▶ [TASK BRIEF]:
Rewrite everything from the line containing "Task: point to every instance of the overcast" down to the line containing "[[478, 238]]", both of those lines included, offsetting every coordinate in the answers by adding 32 and leaving the rest of the records unchanged.

▶ [DATA IN THIS EXERCISE]:
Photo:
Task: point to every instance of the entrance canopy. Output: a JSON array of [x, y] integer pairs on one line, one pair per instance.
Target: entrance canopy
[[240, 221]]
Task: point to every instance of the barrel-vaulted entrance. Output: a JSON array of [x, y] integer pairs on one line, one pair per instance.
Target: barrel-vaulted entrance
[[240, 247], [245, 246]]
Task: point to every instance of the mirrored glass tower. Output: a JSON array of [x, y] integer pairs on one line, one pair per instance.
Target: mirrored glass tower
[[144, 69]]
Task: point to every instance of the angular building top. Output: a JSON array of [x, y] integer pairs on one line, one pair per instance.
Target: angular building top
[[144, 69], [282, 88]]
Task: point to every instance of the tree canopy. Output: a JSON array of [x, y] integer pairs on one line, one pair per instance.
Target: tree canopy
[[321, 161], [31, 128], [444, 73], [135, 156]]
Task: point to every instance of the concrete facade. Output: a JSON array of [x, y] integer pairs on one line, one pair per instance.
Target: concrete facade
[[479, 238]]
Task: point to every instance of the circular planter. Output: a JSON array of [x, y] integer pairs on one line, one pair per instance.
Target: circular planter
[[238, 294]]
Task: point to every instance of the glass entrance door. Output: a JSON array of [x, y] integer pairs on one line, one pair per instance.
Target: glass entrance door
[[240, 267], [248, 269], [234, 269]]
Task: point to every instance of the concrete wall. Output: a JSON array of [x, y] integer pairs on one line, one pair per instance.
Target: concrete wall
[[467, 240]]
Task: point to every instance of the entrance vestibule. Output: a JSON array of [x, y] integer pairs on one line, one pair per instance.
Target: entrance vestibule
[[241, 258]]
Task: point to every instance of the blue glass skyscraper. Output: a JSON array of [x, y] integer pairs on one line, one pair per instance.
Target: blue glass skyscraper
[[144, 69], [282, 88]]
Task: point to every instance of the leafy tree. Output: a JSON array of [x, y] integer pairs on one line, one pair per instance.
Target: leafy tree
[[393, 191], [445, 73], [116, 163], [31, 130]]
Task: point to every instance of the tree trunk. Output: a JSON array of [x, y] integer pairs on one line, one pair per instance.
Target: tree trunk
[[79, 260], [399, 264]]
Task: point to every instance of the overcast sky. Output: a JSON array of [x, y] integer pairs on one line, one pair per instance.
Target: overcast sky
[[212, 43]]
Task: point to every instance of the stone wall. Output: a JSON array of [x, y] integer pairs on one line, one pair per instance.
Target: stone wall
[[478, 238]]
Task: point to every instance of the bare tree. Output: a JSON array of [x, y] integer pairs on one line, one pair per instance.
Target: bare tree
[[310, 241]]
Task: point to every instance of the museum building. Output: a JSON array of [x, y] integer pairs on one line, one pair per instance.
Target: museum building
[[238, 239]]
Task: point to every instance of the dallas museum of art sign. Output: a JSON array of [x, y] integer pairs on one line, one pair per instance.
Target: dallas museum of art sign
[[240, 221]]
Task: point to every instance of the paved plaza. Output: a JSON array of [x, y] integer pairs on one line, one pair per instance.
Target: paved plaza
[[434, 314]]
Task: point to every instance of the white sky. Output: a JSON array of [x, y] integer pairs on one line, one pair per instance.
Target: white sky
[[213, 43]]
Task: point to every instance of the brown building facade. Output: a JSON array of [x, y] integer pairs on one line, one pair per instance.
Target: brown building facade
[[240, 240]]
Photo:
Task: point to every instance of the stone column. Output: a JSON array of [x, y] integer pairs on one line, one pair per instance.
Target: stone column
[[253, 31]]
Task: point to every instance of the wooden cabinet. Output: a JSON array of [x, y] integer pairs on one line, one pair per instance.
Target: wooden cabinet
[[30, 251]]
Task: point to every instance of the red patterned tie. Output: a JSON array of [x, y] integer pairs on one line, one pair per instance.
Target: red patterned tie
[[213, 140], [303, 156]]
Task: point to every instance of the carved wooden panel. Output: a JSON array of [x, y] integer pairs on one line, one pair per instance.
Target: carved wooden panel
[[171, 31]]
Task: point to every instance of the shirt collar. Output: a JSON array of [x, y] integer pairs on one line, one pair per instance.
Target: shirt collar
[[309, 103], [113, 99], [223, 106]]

▶ [RESPONSE]:
Task: point to every instance of the overcast sky. Output: a JSON array of [x, y] integer pairs on one line, one pair per instance.
Target: overcast sky
[[244, 75]]
Task: point to every instance of the stone wall. Output: a JSON array of [x, y] integer pairs on one line, one pair per instance.
Target: stone wall
[[510, 270]]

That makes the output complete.